Document extract
* BEGIN *

Topic 5

Queue

FIFO — First In, First Out

A queue is like a line at a counter. First person gets served first.

Operations: enqueue() — add at rear, dequeue() — remove from front

Simple Queue problem: Spaces before front are wasted after dequeue.
Solution: Circular Queue — uses % size to wrap around.

Simple Queue

front↓

rear↓

Circular — wrapped

front↓

rear↓

Simple vs Circular Queue

Aspect	Simple Queue	Circular Queue
isFull()	rear == size - 1	(rear+1) % size == front
isEmpty()	front == -1 \|\| front > rear	front == -1
Enqueue	arr[++rear]	rear = (rear+1) % size
Dequeue	front++	front = (front+1) % size
Space reuse	❌ Wasted	✅ Wraps around
Last element	front > rear = empty	front = rear = -1

🧠

% is the magic! (rear+1) % size wraps 4 back to 0 when size is 5.

🧠

Both start at front = rear = -1. First enqueue sets front = 0.

* END *

Extracted material
* BEGIN *

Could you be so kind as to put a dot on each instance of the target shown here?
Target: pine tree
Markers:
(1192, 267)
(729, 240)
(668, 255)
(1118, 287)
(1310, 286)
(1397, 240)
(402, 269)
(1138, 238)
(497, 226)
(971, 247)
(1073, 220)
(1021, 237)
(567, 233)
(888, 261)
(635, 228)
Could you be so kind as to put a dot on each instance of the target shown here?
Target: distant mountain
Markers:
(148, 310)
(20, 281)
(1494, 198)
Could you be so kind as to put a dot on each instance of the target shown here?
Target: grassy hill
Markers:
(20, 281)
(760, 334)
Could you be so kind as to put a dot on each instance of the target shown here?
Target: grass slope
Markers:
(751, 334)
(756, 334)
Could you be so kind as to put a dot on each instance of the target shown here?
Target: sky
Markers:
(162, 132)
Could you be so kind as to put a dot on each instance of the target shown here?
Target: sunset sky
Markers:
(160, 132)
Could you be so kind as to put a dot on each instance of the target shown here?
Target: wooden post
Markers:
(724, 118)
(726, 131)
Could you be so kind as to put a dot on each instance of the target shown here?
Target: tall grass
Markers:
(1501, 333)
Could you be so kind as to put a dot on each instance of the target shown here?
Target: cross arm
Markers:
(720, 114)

* END *
* BEGIN *

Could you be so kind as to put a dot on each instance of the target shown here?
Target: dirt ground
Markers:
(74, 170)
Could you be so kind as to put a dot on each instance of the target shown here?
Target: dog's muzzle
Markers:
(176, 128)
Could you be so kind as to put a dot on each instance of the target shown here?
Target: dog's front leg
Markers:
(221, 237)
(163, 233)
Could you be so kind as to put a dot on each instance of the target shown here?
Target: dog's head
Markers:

* END *
* BEGIN *

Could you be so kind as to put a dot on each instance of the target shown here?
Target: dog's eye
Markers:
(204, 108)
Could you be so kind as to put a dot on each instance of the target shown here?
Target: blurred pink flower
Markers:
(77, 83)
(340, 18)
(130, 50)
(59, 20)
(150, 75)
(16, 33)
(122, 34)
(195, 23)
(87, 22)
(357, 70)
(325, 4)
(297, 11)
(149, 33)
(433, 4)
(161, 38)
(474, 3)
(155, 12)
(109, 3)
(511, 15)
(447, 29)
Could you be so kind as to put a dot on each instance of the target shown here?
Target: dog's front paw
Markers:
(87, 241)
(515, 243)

* END *

Decide whether each statement below agrees with the text on queues. Answer yes or no for each, and quote the words of the text that decide it.
(a) In a circular queue, the queue is full when rear == size - 1.
(b) A simple queue and a circular queue both begin with front and rear set to -1.
(c) The dequeue operation takes an element off the rear of the queue.

Written answer
(a) No: "(rear+1) % size == front"
(b) Yes: "Both start at front = rear = -1."
(c) No: "dequeue() — remove from front"